▶ _Exercise objective_: Reproduce the data exactly and drop any pictures it holds.

═════ Materials provided

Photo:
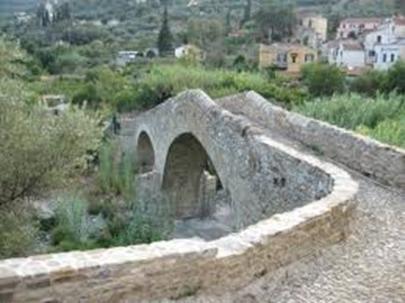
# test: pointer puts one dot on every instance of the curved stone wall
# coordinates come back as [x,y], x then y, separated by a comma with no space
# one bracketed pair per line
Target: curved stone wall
[376,160]
[318,198]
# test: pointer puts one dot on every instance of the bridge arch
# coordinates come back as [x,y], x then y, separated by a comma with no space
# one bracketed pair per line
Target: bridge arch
[145,153]
[190,179]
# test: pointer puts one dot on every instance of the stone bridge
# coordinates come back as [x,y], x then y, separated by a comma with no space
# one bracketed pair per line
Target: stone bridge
[284,204]
[190,146]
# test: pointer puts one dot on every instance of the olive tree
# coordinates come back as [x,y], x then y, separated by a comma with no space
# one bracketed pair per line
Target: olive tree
[39,149]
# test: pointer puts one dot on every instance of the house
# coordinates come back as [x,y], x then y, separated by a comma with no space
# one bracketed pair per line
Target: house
[399,22]
[312,30]
[125,57]
[318,24]
[350,55]
[353,27]
[189,51]
[384,46]
[287,57]
[385,55]
[375,40]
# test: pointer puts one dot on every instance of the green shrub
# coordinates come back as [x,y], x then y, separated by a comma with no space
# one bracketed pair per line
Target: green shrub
[40,149]
[165,81]
[323,79]
[370,83]
[73,221]
[18,233]
[389,131]
[116,171]
[396,78]
[381,117]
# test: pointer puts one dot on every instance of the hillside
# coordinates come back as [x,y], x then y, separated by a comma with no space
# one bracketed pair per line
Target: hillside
[8,7]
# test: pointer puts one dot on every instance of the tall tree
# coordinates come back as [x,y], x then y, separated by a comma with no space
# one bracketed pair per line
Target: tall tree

══════════

▶ _Solution to this task_:
Photo:
# test: pointer puts one dot on every instance of the curved stone wall
# coordinates come back as [x,y], x then y, separated by a comma with no space
# one bracketed pair per line
Target: curved stone wall
[376,160]
[318,198]
# test: pointer puts one dot on every instance of the bridge arch
# coordinates come back as [x,y], x then y, separated by a comma with no space
# one bracketed pair per line
Target: bridge arch
[145,153]
[190,179]
# test: pointer puts one dot on every instance of the stone bridge
# coordinates come back as [x,y], x then y, separated by a comma with no space
# one bracketed pair per line
Target: stone bridge
[284,204]
[190,146]
# test: pointer puts one dot on every instance of the olive tree
# coordinates come back as [x,y], x then y, separated by a comma with no space
# one bracketed pair per line
Target: olive tree
[39,149]
# test: pointer puts one dot on every instance of the house
# coordinates come back as [x,y], x then y, separated by a comma with no space
# one bracketed pair per line
Target: house
[399,22]
[312,30]
[125,57]
[318,24]
[350,55]
[353,27]
[189,51]
[384,46]
[287,57]
[385,55]
[375,40]
# test: pointer puts one dot on every instance of the green shrub
# coordinates come back as [x,y], x then y, separated by a comma with no space
# one bracketed pair per line
Target: green shrub
[40,149]
[165,81]
[323,79]
[370,83]
[73,221]
[18,233]
[389,131]
[116,171]
[396,78]
[381,117]
# test: pointer puts one dot on every instance of the hillside
# coordinates come back as [x,y], x then y, separated by a comma with no space
# one bracketed pair per line
Target: hillside
[8,7]
# test: pointer puts one dot on every instance of the tall tree
# coordinates come back as [x,y], x then y, separated by a comma with no space
# one bracketed pair per line
Target: tall tree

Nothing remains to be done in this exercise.